BRIEF 1: Copy the passage of the article on Venezuela's diesel imports starting at "Diesel has since" and ending at "food and medicine.".
BRIEF 2: List every country named in the article on Venezuela's diesel imports.
BRIEF 3: Pick up the article on Venezuela's diesel imports after its final sentence and write what comes next.

Venezuela’s first diesel imports since November arrived this week aboard the tanker Bueno, carrying almost 500,000 barrels of fuel desperately needed by farmers and truckers in the sanction-hit country, according to a shipping document and two sources.
It was not immediately clear who provided the fuel and the type of diesel the tanker carries.
Even though U.S. sanctions allow fuel imports by Venezuela under humanitarian exceptions, lawyers consulted by Reuters said companies need a specific authorization from the U.S. Treasury Department.
The U.S. Treasury Department declined to comment. A spokesperson for the State Department said U.S. policy on diesel swaps linked to Venezuela has not changed. “Those that participate in such transactions remain at risk of exposure to our sanctions,” the person said.
Venezuela in recent years has become reliant on imported gasoline and diesel to compensate for state-run oil firm PDVSA’s insufficient domestic production.
Until the last quarter of 2020, when U.S. officials ordered the companies involved to halt diesel supplies, most imports of the fuel by Venezuela arrived in the OPEC-member nation as swaps for crude oil with PDVSA’s customers. Venezuela’s main diesel supplier until November was India’s Reliance Industries under a U.S.-authorized swap.
Diesel has since become the second motor fuel rationed in Venezuela, along with gasoline, forcing drivers to line up for hours to fill their tanks, a difficult task for farmers and companies using trucks for distribution of food and medicine.
The Bueno, a Djibouti-flagged tanker, arrived on Sunday near Venezuela’s Amuay port. It finished discharging a first parcel of the diesel on Wednesday via ship-to-ship transfer there, and it later moved to the terminal to unload its remaining content, according to the maritime document, a photo of the vessel seen by Reuters and sources with knowledge of the shipment.

DATA FOR REVIEW:
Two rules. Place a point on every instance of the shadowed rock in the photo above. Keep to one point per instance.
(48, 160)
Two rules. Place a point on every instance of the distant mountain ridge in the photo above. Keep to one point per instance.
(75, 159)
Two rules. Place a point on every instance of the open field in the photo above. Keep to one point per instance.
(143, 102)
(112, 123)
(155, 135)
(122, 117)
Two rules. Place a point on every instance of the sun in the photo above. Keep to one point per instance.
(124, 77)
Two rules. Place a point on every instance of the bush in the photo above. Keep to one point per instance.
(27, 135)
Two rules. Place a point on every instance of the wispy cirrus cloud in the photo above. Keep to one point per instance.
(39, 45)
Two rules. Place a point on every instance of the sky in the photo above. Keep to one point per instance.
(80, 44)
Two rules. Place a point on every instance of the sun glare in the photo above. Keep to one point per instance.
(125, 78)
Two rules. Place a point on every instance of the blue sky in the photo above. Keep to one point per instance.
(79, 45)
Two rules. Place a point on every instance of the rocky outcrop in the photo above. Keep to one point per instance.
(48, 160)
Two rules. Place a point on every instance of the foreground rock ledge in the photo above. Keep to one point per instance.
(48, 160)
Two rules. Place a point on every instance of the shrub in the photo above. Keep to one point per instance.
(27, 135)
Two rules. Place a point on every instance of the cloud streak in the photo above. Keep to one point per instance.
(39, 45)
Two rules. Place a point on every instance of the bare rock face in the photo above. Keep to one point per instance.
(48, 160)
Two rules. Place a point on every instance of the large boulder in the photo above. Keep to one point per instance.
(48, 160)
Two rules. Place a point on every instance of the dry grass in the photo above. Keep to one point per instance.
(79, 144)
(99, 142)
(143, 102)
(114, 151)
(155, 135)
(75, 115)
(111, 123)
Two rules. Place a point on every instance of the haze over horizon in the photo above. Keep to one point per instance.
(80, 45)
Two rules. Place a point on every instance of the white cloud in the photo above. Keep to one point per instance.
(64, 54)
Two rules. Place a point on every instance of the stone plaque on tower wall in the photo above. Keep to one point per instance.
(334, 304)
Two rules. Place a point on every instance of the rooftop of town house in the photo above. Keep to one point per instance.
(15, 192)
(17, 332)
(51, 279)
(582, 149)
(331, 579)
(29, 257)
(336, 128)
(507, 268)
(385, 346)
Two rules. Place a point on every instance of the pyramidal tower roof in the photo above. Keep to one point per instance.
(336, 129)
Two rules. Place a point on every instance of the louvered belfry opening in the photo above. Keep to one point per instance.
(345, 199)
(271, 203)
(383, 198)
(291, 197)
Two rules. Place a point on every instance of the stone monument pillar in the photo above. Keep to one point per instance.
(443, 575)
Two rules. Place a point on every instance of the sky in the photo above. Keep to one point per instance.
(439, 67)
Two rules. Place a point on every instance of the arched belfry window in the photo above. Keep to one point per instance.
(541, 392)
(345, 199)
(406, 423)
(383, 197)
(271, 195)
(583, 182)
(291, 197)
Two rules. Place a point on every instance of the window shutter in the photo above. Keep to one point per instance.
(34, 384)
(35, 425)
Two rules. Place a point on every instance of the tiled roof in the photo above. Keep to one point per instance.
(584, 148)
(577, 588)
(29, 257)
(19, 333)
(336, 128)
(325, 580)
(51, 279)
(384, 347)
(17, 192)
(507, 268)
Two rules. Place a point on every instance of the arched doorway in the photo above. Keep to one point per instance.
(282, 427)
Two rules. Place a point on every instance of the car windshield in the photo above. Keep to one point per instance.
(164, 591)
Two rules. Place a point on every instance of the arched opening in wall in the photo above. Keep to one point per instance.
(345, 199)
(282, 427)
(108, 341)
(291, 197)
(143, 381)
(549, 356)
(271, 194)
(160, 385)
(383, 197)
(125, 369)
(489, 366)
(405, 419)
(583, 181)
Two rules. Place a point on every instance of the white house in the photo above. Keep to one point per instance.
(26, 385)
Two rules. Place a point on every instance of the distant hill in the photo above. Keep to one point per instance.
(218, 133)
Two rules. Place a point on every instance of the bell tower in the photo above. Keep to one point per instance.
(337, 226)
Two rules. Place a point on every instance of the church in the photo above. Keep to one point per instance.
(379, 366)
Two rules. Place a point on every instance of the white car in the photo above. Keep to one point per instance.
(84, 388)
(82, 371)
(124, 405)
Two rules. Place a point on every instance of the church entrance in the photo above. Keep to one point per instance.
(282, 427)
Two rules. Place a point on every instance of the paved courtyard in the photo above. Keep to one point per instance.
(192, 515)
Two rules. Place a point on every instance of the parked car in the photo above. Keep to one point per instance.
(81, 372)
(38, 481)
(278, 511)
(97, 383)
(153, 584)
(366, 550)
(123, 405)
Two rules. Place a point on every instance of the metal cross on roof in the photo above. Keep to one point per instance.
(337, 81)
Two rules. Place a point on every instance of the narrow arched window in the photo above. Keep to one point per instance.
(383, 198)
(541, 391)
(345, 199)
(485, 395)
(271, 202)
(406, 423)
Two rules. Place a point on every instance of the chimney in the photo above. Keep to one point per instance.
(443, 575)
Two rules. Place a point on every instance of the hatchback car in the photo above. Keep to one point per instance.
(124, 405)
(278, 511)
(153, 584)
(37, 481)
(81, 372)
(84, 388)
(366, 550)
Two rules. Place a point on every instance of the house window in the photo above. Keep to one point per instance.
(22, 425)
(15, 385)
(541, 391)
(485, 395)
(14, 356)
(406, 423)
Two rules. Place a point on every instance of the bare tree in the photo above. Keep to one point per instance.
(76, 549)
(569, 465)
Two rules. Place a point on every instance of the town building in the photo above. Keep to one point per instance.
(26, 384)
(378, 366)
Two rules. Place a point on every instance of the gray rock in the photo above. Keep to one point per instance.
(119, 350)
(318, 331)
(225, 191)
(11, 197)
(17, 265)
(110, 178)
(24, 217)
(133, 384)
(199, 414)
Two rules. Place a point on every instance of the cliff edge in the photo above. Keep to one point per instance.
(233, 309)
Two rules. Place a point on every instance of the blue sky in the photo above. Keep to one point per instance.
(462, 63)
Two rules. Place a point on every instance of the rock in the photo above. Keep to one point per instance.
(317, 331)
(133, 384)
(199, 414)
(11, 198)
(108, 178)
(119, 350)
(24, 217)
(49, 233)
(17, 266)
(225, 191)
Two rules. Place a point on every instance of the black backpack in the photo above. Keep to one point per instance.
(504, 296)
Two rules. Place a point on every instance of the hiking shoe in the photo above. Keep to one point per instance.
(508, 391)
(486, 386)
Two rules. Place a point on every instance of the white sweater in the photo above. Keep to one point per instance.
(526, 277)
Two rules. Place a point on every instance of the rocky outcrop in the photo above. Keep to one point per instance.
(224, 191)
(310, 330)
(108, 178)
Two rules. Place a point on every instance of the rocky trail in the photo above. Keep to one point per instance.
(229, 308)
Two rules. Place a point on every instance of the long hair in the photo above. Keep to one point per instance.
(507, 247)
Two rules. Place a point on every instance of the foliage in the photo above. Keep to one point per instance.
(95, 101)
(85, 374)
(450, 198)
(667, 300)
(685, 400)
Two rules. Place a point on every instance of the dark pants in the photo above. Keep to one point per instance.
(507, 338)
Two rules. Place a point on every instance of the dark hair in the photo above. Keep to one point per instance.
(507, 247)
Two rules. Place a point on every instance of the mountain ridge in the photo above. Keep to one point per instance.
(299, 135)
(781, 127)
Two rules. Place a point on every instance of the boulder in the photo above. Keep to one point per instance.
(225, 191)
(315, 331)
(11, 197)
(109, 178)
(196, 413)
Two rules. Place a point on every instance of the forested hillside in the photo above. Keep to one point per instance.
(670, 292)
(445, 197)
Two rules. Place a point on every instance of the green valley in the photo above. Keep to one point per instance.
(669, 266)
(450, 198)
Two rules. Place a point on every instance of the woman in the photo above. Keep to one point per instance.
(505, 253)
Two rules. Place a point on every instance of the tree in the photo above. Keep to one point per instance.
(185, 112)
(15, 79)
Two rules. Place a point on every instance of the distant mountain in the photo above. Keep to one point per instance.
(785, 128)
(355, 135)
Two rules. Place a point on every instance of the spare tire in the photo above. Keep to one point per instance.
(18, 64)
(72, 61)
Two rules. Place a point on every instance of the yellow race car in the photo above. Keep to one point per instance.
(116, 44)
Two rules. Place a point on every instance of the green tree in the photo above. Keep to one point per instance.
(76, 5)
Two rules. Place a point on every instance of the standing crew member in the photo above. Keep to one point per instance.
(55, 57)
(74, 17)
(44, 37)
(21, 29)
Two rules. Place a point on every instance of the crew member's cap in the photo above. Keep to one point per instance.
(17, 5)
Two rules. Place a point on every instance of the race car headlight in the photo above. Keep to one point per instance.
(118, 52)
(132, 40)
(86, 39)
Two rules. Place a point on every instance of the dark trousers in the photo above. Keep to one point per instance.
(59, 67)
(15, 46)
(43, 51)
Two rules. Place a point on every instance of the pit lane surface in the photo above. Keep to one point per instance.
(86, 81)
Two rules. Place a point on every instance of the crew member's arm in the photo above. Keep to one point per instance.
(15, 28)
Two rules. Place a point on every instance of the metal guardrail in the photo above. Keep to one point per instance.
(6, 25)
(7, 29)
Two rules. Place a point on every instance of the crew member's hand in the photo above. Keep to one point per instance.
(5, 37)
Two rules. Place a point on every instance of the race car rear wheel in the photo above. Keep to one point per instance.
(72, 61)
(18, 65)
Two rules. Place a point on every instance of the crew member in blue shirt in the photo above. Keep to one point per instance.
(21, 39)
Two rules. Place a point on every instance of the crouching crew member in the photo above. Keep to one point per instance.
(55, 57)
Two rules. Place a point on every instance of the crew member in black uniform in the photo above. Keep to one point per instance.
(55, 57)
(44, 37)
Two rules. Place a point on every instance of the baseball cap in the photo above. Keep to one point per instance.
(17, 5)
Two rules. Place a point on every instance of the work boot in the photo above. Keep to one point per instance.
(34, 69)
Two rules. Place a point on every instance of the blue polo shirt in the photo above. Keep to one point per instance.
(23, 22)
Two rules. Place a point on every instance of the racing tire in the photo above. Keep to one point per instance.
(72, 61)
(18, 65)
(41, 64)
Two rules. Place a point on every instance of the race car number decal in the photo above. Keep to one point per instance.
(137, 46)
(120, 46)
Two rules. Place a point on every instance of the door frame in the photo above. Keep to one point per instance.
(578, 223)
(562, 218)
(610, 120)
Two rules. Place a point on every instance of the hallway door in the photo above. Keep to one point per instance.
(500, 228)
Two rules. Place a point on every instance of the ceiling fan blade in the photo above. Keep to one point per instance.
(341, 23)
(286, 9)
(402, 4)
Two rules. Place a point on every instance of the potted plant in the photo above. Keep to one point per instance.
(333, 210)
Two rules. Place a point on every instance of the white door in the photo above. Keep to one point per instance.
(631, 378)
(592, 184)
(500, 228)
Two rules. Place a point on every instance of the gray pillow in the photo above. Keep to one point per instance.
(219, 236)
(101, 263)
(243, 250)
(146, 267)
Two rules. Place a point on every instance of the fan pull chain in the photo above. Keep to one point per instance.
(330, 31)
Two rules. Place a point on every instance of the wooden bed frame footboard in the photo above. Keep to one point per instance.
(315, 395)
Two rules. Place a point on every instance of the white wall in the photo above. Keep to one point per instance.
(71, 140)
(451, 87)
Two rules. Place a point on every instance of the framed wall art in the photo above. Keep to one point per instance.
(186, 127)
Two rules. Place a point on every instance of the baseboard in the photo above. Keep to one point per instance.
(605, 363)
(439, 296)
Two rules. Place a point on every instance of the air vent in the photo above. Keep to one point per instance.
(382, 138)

ANSWER AREA 1:
Diesel has since become the second motor fuel rationed in Venezuela, along with gasoline, forcing drivers to line up for hours to fill their tanks, a difficult task for farmers and companies using trucks for distribution of food and medicine.

ANSWER AREA 2: Venezuela, the United States, India, Djibouti

ANSWER AREA 3:
The cargo was inspected by PDVSA officials on Monday, one of the sources said.
The vessel departed from Fujairah in the United Arab Emirates in mid-April and passed the Suez Canal in early May before turning off its transponder and signaling the Lome port in Togo as its destination, according to Refinitiv Eikon data.
PDVSA did not reply to a request for comment. Turkey-based Expanse Ship Management, which according to maritime database Equasis in April became the owner and operator of the tanker, could not be reached for comment.
Diesel shortages have grown acute since 2020 in the once prosperous nation, which is mired in a humanitarian crisis after years of hyperinflation and recession.
Critics and many farmers say U.S. sanctions are not the root cause of the scarcity. PDVSA’s malfunctioning refining network is operating at a fraction of its capacity. Shortly after Venezuela received its last diesel cargo in November, the agriculture ministry began to ration the fuel.